Exercise:
An exact, picture-free copy of the listing is required.

Data section:

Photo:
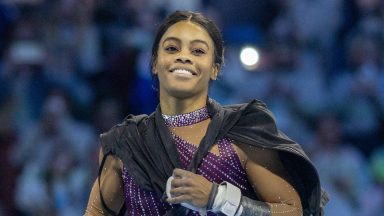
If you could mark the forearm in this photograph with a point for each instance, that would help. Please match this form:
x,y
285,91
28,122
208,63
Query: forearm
x,y
228,200
255,207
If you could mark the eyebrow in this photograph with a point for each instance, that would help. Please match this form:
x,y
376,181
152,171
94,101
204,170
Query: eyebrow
x,y
193,41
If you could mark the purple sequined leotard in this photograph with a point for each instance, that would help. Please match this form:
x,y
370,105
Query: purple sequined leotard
x,y
216,168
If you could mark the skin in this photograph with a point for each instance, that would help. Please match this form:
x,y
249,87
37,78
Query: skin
x,y
186,45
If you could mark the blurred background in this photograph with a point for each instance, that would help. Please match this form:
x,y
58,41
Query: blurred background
x,y
71,69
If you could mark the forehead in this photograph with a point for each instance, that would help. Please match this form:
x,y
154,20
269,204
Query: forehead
x,y
187,31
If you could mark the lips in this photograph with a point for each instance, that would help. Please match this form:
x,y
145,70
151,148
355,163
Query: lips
x,y
183,72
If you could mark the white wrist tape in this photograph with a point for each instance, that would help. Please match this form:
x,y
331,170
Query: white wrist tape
x,y
227,200
187,205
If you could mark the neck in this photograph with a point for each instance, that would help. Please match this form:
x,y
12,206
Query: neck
x,y
173,106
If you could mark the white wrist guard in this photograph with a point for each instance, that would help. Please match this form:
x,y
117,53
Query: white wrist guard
x,y
187,205
227,200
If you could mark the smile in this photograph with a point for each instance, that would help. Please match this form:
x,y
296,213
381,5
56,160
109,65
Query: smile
x,y
183,72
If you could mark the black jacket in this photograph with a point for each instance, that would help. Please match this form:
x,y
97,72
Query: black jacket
x,y
145,146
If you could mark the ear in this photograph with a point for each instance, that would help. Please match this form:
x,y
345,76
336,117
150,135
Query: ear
x,y
215,71
154,68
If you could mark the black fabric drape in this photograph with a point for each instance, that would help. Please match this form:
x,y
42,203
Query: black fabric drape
x,y
145,146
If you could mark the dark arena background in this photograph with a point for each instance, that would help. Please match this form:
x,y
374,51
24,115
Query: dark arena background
x,y
71,69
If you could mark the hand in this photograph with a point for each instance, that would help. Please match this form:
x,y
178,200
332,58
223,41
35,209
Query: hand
x,y
190,188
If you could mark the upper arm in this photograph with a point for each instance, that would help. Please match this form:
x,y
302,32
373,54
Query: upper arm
x,y
111,187
268,176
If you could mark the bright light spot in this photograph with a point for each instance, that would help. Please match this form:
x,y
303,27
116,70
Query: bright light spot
x,y
249,57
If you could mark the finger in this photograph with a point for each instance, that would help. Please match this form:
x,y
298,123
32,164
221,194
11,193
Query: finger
x,y
179,199
175,192
180,173
180,183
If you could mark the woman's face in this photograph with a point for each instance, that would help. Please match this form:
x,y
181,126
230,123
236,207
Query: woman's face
x,y
185,61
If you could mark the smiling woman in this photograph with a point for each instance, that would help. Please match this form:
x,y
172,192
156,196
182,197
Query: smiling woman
x,y
193,156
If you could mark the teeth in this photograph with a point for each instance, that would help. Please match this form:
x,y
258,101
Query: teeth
x,y
182,72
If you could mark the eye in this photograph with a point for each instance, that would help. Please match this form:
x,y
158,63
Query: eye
x,y
198,51
171,49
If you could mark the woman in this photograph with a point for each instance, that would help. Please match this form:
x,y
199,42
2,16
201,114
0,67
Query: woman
x,y
193,156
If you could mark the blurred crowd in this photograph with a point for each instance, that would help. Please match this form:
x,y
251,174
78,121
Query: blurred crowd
x,y
71,69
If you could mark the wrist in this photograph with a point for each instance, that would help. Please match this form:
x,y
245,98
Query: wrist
x,y
227,200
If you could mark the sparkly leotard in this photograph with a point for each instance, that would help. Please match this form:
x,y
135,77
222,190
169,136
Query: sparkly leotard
x,y
216,168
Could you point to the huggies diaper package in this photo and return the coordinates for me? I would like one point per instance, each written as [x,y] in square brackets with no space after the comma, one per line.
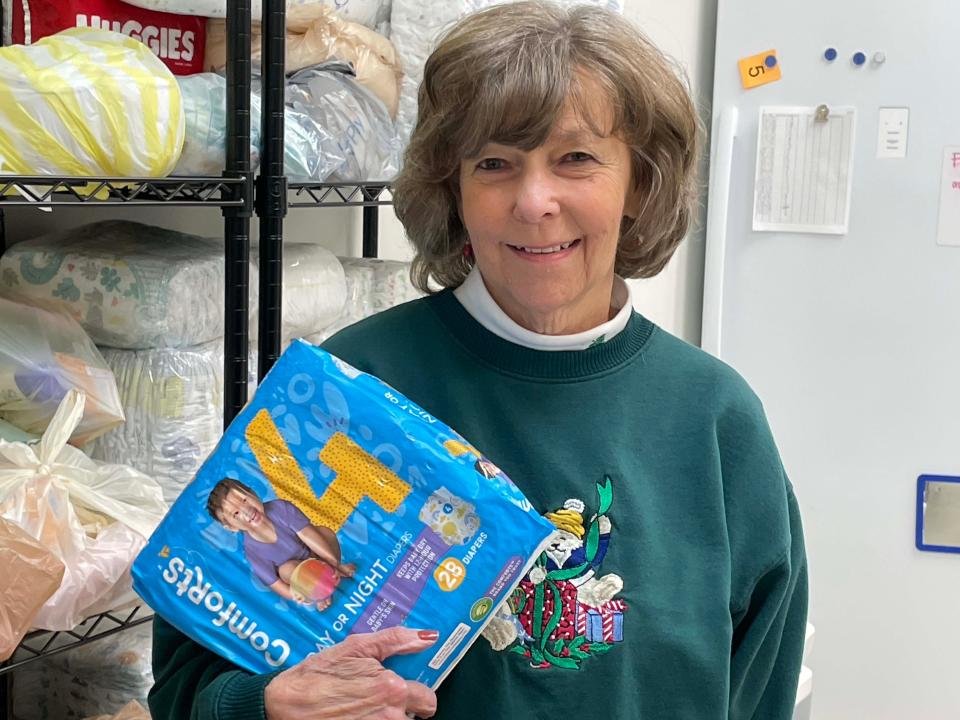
[333,505]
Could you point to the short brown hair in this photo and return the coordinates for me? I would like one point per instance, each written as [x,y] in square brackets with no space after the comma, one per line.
[219,494]
[504,75]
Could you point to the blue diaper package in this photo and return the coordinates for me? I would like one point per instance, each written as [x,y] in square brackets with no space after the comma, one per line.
[333,505]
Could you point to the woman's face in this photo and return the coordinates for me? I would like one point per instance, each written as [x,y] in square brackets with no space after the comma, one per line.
[544,224]
[241,512]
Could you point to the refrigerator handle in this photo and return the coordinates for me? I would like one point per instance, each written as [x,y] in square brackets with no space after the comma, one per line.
[721,167]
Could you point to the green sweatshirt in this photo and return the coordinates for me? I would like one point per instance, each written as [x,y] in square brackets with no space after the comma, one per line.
[678,586]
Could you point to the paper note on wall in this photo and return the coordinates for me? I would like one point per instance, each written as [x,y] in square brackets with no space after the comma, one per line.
[804,170]
[948,225]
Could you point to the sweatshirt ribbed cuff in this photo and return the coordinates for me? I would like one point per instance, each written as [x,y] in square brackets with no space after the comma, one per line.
[241,697]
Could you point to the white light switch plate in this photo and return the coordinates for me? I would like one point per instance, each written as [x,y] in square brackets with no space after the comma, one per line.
[892,132]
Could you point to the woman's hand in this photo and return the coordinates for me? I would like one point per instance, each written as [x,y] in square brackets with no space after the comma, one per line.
[348,681]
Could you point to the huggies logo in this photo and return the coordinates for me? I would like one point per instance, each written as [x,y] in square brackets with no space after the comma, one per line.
[166,43]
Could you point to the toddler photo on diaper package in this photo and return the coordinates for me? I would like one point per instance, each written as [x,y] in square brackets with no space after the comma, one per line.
[331,506]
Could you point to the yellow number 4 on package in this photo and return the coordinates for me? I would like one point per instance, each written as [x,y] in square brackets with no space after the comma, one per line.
[333,505]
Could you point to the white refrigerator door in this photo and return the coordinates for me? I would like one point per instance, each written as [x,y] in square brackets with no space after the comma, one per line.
[852,341]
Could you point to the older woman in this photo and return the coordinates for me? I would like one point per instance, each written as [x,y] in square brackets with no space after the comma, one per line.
[554,156]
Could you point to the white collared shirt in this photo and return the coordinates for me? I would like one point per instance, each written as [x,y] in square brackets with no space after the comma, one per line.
[478,301]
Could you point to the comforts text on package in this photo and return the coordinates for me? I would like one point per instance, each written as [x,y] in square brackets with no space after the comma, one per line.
[333,505]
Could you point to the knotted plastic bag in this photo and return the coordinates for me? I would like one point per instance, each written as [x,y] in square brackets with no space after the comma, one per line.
[93,517]
[88,102]
[31,574]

Response:
Photo:
If you could mark the forearm in this photograph with a point for each instance, that would help. Please match this form:
x,y
285,91
28,122
208,63
Query: forearm
x,y
228,200
255,207
If you could mark the eyebrow in this photograph with a point for each instance, that would help. Please match this form:
x,y
376,181
152,171
94,101
204,170
Query: eyebrow
x,y
193,41
If you could mark the purple sequined leotard in this photograph with a point for each instance, that would help. Please match this form:
x,y
370,105
Query: purple sequined leotard
x,y
216,168
If you could mark the skin in this photograph with a point for each instance, that would help. Please match this form:
x,y
249,87
37,78
Query: skin
x,y
186,45
If you could mark the blurred background in this photograph with a point for each instance, that would help. Please match this form:
x,y
58,41
Query: blurred background
x,y
71,69
If you could mark the forehead in this photograph with a point for each instance, that would help. Please match this form:
x,y
154,20
269,204
Query: forehead
x,y
187,31
If you could mark the lips in this photograph with a point for each instance, that would help. Please match this form:
x,y
145,70
151,148
355,163
Query: lips
x,y
183,72
If you could mark the white wrist tape in this photograph with a point for each instance, that would help. Please match this form:
x,y
331,170
Query: white wrist tape
x,y
227,200
187,205
If you could mark the neck in this photograph with a point for each instance, that would help. Please match this form:
x,y
12,206
Query: neck
x,y
173,106
If you could mark the white wrist guard in this photograph with a point for each instance, that would help. Please match this form:
x,y
117,53
Query: white wrist guard
x,y
187,205
227,200
If you could mark the smile in this photograph with a point for each instance, that would help. Please match this form:
x,y
296,213
381,5
56,160
109,65
Query: smile
x,y
183,72
If you could mark the black jacket in this photograph with a point for each instance, that would help. Please match this form:
x,y
97,72
Query: black jacket
x,y
145,146
If you could mark the ear in this photograph with a point for each instance, that would help. Please match this form:
x,y
345,76
336,117
150,135
Query: ear
x,y
215,71
154,68
If you could mark the black fabric drape in this photograph with a point for each instance, that would help. Please match this form:
x,y
42,203
Query: black fabric drape
x,y
145,146
If you could mark the dark arena background in this photograph with a point for each instance, that would help. Please match this form:
x,y
374,51
24,115
Query: dark arena background
x,y
71,69
If you could mark the hand in this photograph with a point for each instance, that would help. Please match this form:
x,y
178,200
332,58
223,41
35,209
Query: hand
x,y
190,188
If you could mark the upper arm in this photograph with a point for each instance, that would help. Please match this form:
x,y
302,32
373,54
Query: upper arm
x,y
111,187
268,176
If you could mark the bright light spot in this photograph with a point for each instance, that would help. Please match this form:
x,y
303,27
116,70
Query: bright light spot
x,y
249,57
If you could mark the finger in this photograph with a point for each instance, that would help. Please match this form:
x,y
298,123
32,164
221,194
11,193
Query: finger
x,y
179,199
175,192
180,173
180,183
If you could mark the woman's face in this photograph with a point for each instance, that would help. Please match this form:
x,y
181,126
230,123
236,207
Query: woman's face
x,y
185,61
If you could mark the smiling woman in this photograph with a point for each instance, that would help. Please match this form:
x,y
172,192
156,196
182,197
Query: smiling woman
x,y
193,156
If you could mark the teeth in this photograph with a point for each instance, that would help. Please match this form:
x,y
258,101
Query: teeth
x,y
182,72
If you could mark the eye in this photograph with a point for each instance, that would help. Please match this form:
x,y
158,63
Query: eye
x,y
198,51
171,49
If you could mark the woman in this photograph with a point for each instance, that would help. Please match this form:
x,y
199,42
2,16
201,114
0,67
Query: woman
x,y
193,156
If you could mark the blurred crowd in this photograph with a point for each instance, that would help. Please match this form:
x,y
251,174
78,121
Query: blurred crowd
x,y
71,69
If you could mark the wrist in this photograph with a point for each instance, that would help. Please match this form:
x,y
245,98
Query: wrist
x,y
227,200
If you could mark the sparkly leotard in this photograph with a point for each instance, that would help. Please match this form:
x,y
135,77
222,190
169,136
Query: sparkly leotard
x,y
216,168
Could you point to the huggies diaper package in this photo and return the coordinates for me? I would like one point per instance, each written as [x,y] in square brackets with no space after the comma, one per line.
[333,505]
Could you point to the short brown hair in this photo and return the coordinates for me? I would like one point per instance, each written as [x,y] in square brackets with no space after the comma, one per line.
[219,494]
[504,75]
Could you point to the blue diaper package in this photo and return the coordinates for me? I would like one point per instance, each written as [x,y] in square brackets with no space after the comma, one per line.
[333,505]
Could you point to the woman's face in this photo and return the coordinates for me? I would like one point per instance, each written as [x,y] in square brackets with no space after the comma, one per line.
[544,224]
[241,512]
Could you point to the refrigerator handle in this photo and return the coordinates for me? I would like one point per instance, each written as [x,y] in square brackets with no space after the comma, one per line.
[721,167]
Could you point to the green sweatshirt in this photo and return the coordinates for me? I would like one point per instance, each written as [x,y] in square brackets with no space after the comma, one per line.
[678,586]
Could you point to the paper note on wall in this photo and return the coordinates for me? I would like one point per instance, each written as [x,y] in square brackets with no space after the comma, one per line.
[804,170]
[948,225]
Could you point to the sweatshirt ribbed cuff in this photo and return the coordinates for me? I would like one point per instance, each written as [x,y] in square brackets with no space after the comma, one per line.
[241,697]
Could you point to the white light switch plate in this photo and return the coordinates for me? I would like one point per instance, each written as [x,y] in square brackets with no space after the comma, one per line.
[892,132]
Could you point to the woman's hand in this photo and return the coordinates for me? I would like one point per instance, each written as [x,y] in square brackets with no space after the comma, one per line.
[348,681]
Could you point to the huggies logo in this photo and return the coordinates for me? I would like one point per instance, each written as [x,y] in square brackets with no space after the comma, one per line.
[166,43]
Could you point to the toddler photo on diaper package in this photo and return the coordinates for me? I would like one point per instance, each written as [x,y] in square brackets with no space after the comma, one per line.
[331,506]
Could you point to the yellow number 4 on package in this photo and return the coordinates for me? I would like one point per instance, each written as [x,y] in square brackets with no space after the comma, one per line.
[333,505]
Could you point to the white refrigerator door in this photo and return the coordinates for me? I would like one point per instance, each written as [x,y] in square brackets with no space after the comma, one per line.
[852,341]
Could you point to the older woman in this photo and return the coordinates for me? I would like one point per instance, each written as [x,y] in square brackets with no space after the comma, one per line.
[554,156]
Could you point to the white collared shirt in this photo and return the coordinates for me? I would like one point per instance, each written as [x,y] in square brackets with no space after the comma, one per line.
[478,301]
Could you point to the comforts text on package in this photo and return the coordinates for me? I would like one point per instance, each written as [x,y] in square brackets with no space after the comma, one per line.
[333,505]
Could you point to the knotted plastic bag in this photo and return the coordinates for me? I would like one point per instance, each written as [x,y] in square brackets with no space after the comma, one per line.
[93,517]
[88,102]
[31,574]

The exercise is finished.